● Text passage:
## begin

My code is arithmetic heavy and doesn't benefit from hyper-threading. It is not easily parallelizable, but I want to improve its scalability as much as possible. Due to the nature of the problem, data flow between threads is fairly intensive and threads operate on shared data. Blocking and false sharing must be avoided as much as possible. Probably my code is not scalable beyond 8 cores in typical situations.

Hope it clarified my situation.
0 Kudos
RafSchietekat
Valued Contributor III
1,227 Views
"Is there a way to launch exactly one thread per core on Xeon with hyper-threading on?"
Before you jump into a general solution, have you actually validated this hypothesis of better performance by using task_scheduler_init to set the number of threads with a hard-coded number specific to your test machine and running comparative benchmarks? I couldn't make that out from what's been written.

"I have a situation where the number of grains available for parallel processing is limited."
I don't think that's how "grains" is supposed to be used: you can set grainsize, but you don't have a number of grains available, nor do you split work into grains. Those are tasks, even if you can of course assemble several such tasks in one tbb::task, sometimes depending on grainsize. If I'm mistaken, please educate me, otherwise, please cease and desist, because it's confusing. :-) Although, having task and tbb::task mean different things is confusing, too. Anyone from the TBB team to the rescue?
0 Kudos
renorm
Beginner
1,227 Views
Consider a blocked range [0, 20). Parallel_for splits it into subranges [r(n-1), r(n)). Each subrange has r(n) - r(n-1) elements (or grains) and processed by a single thread. You can think of each subrange as a task. It is not derived from the tbb::task, though.

Now, what are problems?

The range is too small. Work balancing is an issue. The good news is that each element of the range represents more or less equal amount of work. On Xeon with 8 cores and 16 it makes no sense to use all 16 threads, but on Core i5 it makes sense to use all available threads.

## end

● Entries shown:
## begin

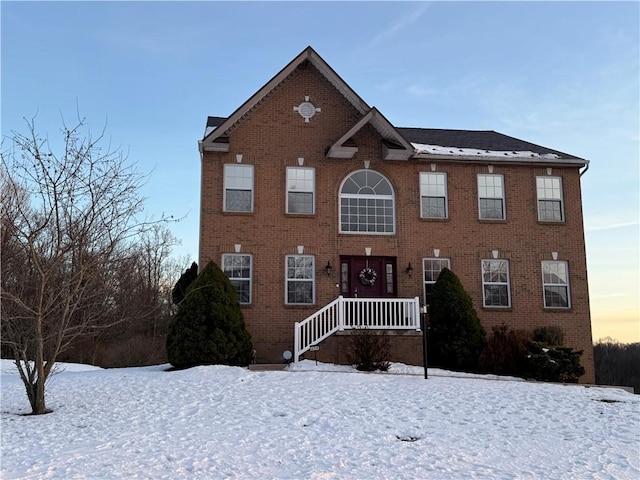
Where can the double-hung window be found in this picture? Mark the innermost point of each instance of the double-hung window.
(555, 284)
(495, 283)
(550, 207)
(300, 279)
(431, 269)
(491, 197)
(433, 195)
(300, 190)
(238, 188)
(238, 268)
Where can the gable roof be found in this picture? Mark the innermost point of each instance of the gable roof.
(307, 55)
(479, 143)
(398, 142)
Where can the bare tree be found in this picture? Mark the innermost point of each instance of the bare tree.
(68, 221)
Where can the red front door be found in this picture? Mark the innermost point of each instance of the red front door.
(367, 277)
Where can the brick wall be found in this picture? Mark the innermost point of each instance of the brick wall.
(273, 136)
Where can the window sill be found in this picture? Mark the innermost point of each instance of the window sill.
(242, 214)
(300, 215)
(492, 220)
(548, 223)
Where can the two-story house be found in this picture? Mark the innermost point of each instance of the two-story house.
(325, 217)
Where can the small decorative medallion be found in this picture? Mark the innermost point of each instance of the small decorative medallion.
(306, 109)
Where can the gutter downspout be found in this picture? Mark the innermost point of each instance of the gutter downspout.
(586, 167)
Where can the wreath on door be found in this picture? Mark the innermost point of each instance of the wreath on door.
(368, 276)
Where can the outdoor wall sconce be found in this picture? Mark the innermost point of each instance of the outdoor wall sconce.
(409, 269)
(328, 269)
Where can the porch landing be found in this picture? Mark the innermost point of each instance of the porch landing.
(266, 367)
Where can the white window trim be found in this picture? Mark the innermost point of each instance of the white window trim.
(504, 203)
(224, 255)
(224, 199)
(313, 191)
(566, 285)
(561, 199)
(507, 283)
(424, 282)
(312, 280)
(391, 197)
(446, 194)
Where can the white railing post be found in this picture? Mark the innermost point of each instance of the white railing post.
(296, 342)
(340, 312)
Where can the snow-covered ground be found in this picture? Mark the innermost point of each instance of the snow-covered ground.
(320, 422)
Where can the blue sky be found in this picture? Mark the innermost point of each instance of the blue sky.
(560, 74)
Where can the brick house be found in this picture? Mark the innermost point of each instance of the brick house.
(326, 217)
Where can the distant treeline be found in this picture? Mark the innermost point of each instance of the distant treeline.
(617, 363)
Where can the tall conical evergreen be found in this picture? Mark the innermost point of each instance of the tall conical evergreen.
(209, 326)
(181, 286)
(456, 336)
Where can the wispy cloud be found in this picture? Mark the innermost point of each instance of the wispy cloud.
(594, 227)
(399, 24)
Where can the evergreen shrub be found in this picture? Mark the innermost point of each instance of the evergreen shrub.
(455, 336)
(208, 327)
(369, 351)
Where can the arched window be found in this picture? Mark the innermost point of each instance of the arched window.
(367, 204)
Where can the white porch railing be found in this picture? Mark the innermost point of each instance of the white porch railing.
(349, 313)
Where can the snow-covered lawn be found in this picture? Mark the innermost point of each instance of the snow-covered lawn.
(321, 423)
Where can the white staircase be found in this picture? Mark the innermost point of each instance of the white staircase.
(350, 313)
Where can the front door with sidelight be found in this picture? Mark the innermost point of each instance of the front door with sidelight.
(367, 277)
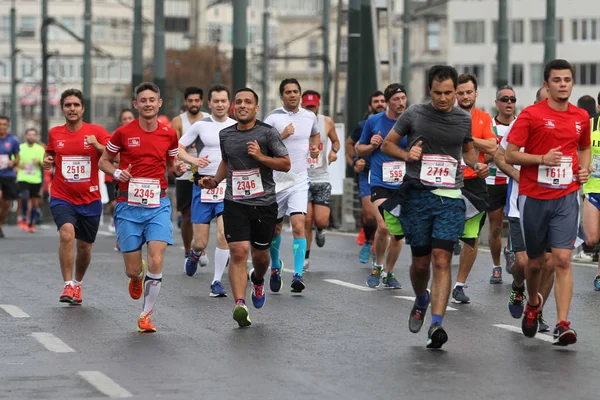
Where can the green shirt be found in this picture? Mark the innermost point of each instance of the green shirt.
(28, 171)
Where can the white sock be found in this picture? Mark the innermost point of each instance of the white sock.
(221, 257)
(152, 284)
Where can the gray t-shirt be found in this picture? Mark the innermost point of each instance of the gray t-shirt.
(243, 170)
(442, 133)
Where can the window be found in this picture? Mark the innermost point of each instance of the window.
(516, 74)
(313, 53)
(537, 74)
(27, 28)
(469, 32)
(177, 24)
(433, 37)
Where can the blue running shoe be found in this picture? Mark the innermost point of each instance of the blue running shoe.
(275, 282)
(191, 263)
(216, 290)
(390, 281)
(297, 284)
(375, 277)
(240, 314)
(365, 253)
(258, 291)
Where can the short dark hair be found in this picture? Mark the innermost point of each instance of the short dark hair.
(217, 88)
(588, 103)
(287, 81)
(193, 90)
(464, 78)
(71, 92)
(392, 89)
(441, 73)
(313, 92)
(247, 90)
(146, 86)
(557, 65)
(505, 87)
(376, 93)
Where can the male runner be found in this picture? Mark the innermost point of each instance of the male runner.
(516, 245)
(361, 167)
(555, 136)
(193, 99)
(143, 212)
(497, 182)
(300, 134)
(319, 189)
(29, 178)
(207, 204)
(484, 142)
(74, 150)
(385, 176)
(250, 151)
(432, 211)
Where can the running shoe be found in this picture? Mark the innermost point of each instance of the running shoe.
(320, 238)
(136, 285)
(145, 323)
(530, 323)
(417, 315)
(543, 325)
(297, 284)
(374, 278)
(258, 291)
(496, 276)
(563, 334)
(191, 263)
(459, 296)
(360, 239)
(509, 258)
(240, 314)
(276, 282)
(216, 290)
(77, 294)
(516, 301)
(203, 259)
(67, 294)
(390, 281)
(365, 253)
(306, 265)
(436, 337)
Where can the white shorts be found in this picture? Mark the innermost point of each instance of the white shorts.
(293, 200)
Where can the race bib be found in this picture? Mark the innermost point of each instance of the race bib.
(77, 168)
(215, 195)
(246, 184)
(596, 166)
(556, 177)
(393, 172)
(438, 170)
(4, 158)
(144, 192)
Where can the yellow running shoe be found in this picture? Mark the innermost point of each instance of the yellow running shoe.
(136, 285)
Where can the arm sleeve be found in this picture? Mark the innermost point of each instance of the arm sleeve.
(366, 135)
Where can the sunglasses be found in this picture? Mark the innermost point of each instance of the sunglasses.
(506, 99)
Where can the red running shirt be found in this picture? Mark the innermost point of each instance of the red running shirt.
(147, 152)
(539, 129)
(76, 177)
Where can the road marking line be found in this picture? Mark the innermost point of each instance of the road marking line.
(52, 343)
(104, 384)
(448, 308)
(349, 285)
(14, 311)
(516, 329)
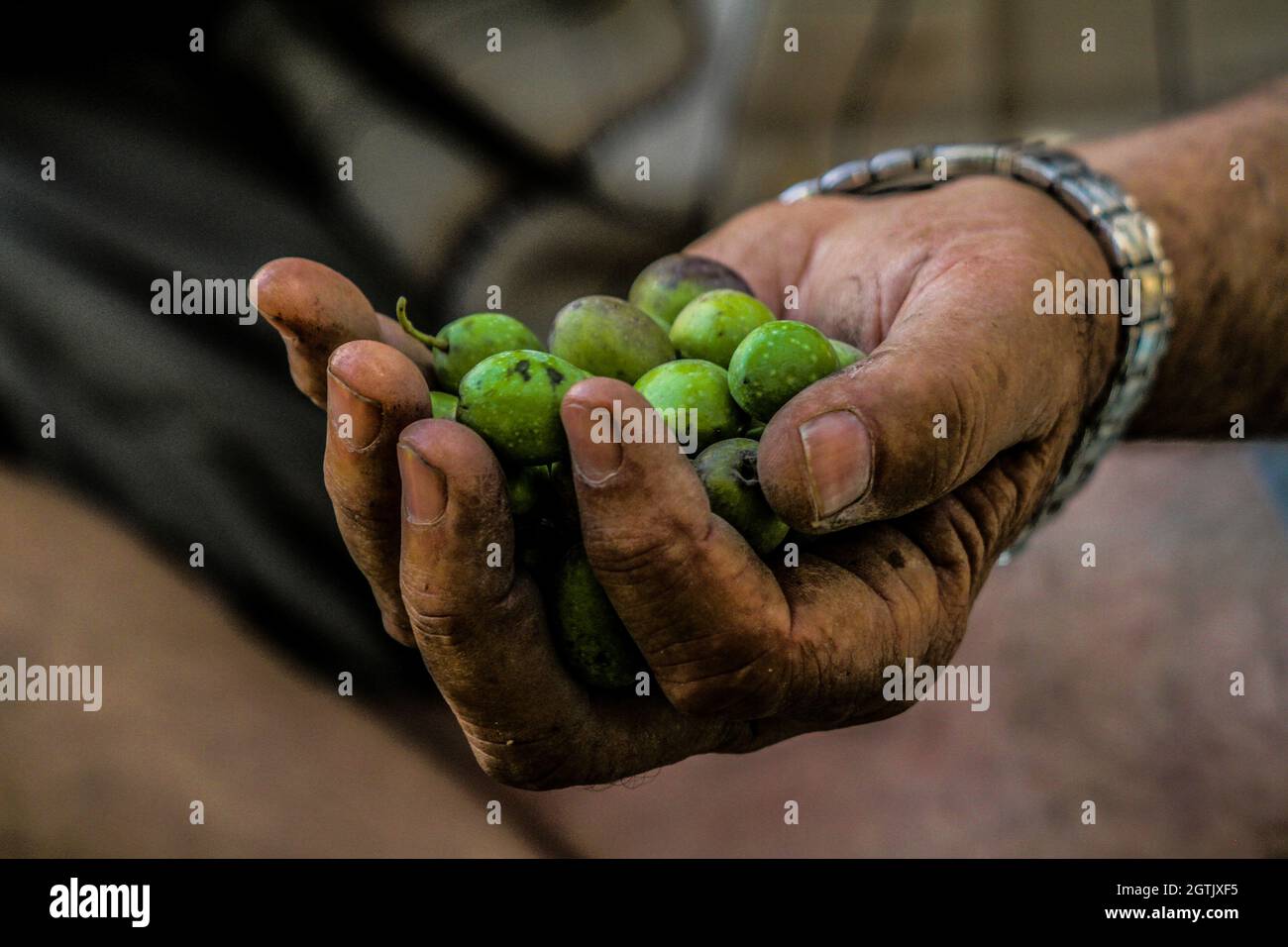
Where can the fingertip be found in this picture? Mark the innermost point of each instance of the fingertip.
(376, 369)
(815, 467)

## end

● Short problem 1:
Answer these questions about the forum thread on thread counts and hyper-threading, one per line:
(a) Beyond how many cores does the first poster expect the code probably not to scale in typical situations?
(b) What does the reply suggest using to set the number of threads to a hard-coded number?
(c) What blocked range is given as the example of a range that parallel_for splits?
● Short problem 2:
Summarize the forum thread on thread counts and hyper-threading in two sentences.
● Short problem 3:
Resume the forum thread about thread counts on hyper-threaded Xeon processors from the point where it stops.

● Expected answer 1:
(a) 8 cores
(b) task_scheduler_init
(c) [0, 20)

● Expected answer 2:
A poster describes arithmetic-heavy code that does not benefit from hyper-threading, shares data intensively between threads, and is probably not scalable beyond 8 cores in typical situations. A reply asks whether the poster has benchmarked a hard-coded thread count set with task_scheduler_init and questions the use of the word "grains," and the poster answers that parallel_for splits a range into subranges of elements, or grains, but that the range is too small and work balancing is an issue.

● Expected answer 3:
Hope it clarifies my question.

0 Kudos
RafSchietekat
Valued Contributor III
1,227 Views
"Consider a blocked range [0, 20). Parallel_for splits it into subranges [r(n-1), r(n)). Each subrange has r(n) - r(n-1) elements (or grains) and processed by a single thread. You can think of each subrange as a task. It is not derived from the tbb::task, though."
I'm still waiting for feedback from a native speaker in the TBB team about this vocabulary problem. :-)

"The range is too small. Work balancing is an issue. The good news is that each element of the range represents more or less equal amount of work. On Xeon with 8 cores and 16 it makes no sense to use all 16 threads, but on Core i5 it makes sense to use all available threads."
My question is about your findings so far with different hard-coded values, to make this a practical matter instead of a theoretical one with just opinions?

(Replaced previous version in second paragraph a few minutes after posting it, sorry for any confusion.)
0 Kudos
smasherprog
Beginner
1,227 Views
If you can break it into 20 like that, is it possible for parallel_for to have a grainsize that will break your task up into 20 peices so that they can all be ran on different threads in parallel? If so, this would be faster than running on a single thread. Even if the tasks are large, there should still be some speedup over a single threaded.

TBB actually works better when there is ALOT of work to do for each task because there is some overhead assosiated with creating and running the tasks.
0 Kudos
renorm
Beginner
1,227 Views
I thought about hard wiring the number of threads. In my case the problem's size is not know at compile time. I will probably shift the burden to the users and let them to set the number of threads via config file or environment variable.
0 Kudos
jimdempseyatthecove
Honored Contributor III
1,227 Views
Your example of blocked range [0, 20)

16 threads: four threads run 2 iterations, twelve run 1 iteration
8 threads: four threads run 3 iterations, four threads run 2 iterations
2 threads: 2 threads run 10 iterations

Assume first two situations are your 8 cores with HT system
Assume third situation is processor with 2 cores no HT
Assume all cores same frequency same memory rating same cache, ... (identical)
Assume running HT sibling runs adds +30% aggregate improvement
Note, integer intensive (non-memory intensive) HT environment impact on HT is little to none (read 100% aggregate improvement)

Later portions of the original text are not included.